--- DATASET CONTENT ---

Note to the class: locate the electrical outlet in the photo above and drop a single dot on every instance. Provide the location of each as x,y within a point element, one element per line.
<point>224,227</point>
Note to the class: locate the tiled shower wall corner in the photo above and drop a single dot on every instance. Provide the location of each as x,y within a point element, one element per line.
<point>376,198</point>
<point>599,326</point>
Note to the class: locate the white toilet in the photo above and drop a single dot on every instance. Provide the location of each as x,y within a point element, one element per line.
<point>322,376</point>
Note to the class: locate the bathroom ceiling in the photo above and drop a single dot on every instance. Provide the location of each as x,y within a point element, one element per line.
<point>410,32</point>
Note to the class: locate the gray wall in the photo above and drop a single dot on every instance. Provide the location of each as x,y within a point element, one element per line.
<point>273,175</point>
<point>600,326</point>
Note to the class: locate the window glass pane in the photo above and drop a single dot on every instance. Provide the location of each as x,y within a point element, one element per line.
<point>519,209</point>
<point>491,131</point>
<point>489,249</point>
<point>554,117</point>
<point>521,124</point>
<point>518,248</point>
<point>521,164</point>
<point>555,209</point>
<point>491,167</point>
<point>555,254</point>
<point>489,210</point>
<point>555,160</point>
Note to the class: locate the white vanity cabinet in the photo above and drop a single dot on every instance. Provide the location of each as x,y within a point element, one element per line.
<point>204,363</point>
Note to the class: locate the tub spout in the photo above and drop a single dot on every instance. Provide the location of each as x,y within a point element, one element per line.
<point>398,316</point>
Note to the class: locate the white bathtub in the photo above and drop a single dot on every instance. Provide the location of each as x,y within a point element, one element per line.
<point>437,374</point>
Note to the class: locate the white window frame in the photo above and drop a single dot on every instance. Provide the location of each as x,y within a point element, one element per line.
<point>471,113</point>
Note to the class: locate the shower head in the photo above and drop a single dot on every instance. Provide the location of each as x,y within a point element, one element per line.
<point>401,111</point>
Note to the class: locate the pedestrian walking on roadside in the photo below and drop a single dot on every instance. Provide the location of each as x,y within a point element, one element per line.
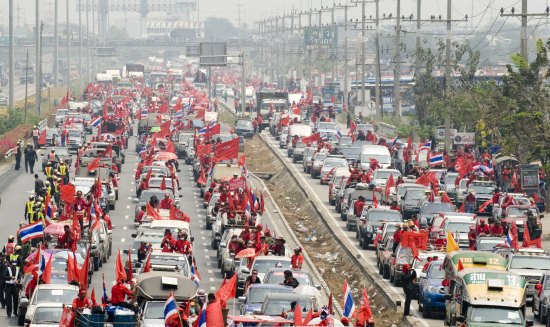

---

WHAT TO DO: All entries must be output unchanged, with every picture omitted.

TASK RESPONSE:
Note to the class: locate the electrical outlet in the photo above and drop a single dot on every instance. Provide the location of each as x,y within a point element, one element per line.
<point>224,227</point>
Note to the class: locate the tiled shower wall corner in the photo above and drop a single dot on every instance. Provide the location of each as x,y within a point element, one element per line.
<point>376,198</point>
<point>599,326</point>
Note to the class: locate the white toilet in the photo above and drop a single dot on every instance. Provide the location of each as x,y within a point element, one element per line.
<point>322,376</point>
Note to the class: locate the bathroom ceiling in the photo above and drop a single dot on every instance. Provide the location of each as x,y within a point element, one element per line.
<point>410,32</point>
Note to the class: locate the gray wall in the photo above and drop a single dot on every instance. Provide the location of each as x,y within a point element, one element per line.
<point>273,175</point>
<point>600,326</point>
Note to the class: locate the window glass pane in the photo above and drop a single dot on every instance. Provide the location of each as x,y within a point element, one element per line.
<point>519,209</point>
<point>491,131</point>
<point>489,249</point>
<point>554,117</point>
<point>521,124</point>
<point>518,248</point>
<point>521,164</point>
<point>555,209</point>
<point>491,167</point>
<point>555,254</point>
<point>489,210</point>
<point>555,160</point>
Note to the class: locate the white vanity cabinet in the photo above and drop a single dot on every instance. Provide the location of each as x,y within a point element, one element per line.
<point>204,363</point>
Note to the class: locate the tub spout in the photo above and drop a single dot on every instance. Provide the location of each as x,y within a point element, one element per line.
<point>398,316</point>
Note to the class: locate the white bathtub in the photo above and drop a single dot on every instance. Provide the location of each as x,y within a point element, one element per line.
<point>437,374</point>
Note to the class: locate the white window frame in the photo above and drop a single dot on every instance. Provide the location of each as x,y within a point element, one element per line.
<point>471,113</point>
Note to the class: locate the shower head in the photo above and drop a single dot on every instance. Provide the location of each as x,y within a point element, one element per line.
<point>401,111</point>
Note to the class: locate the pedestrian walking on roadside in the photo below and drop a single dot on every instance. Provide the location of each as x,y within a point element, one element per line.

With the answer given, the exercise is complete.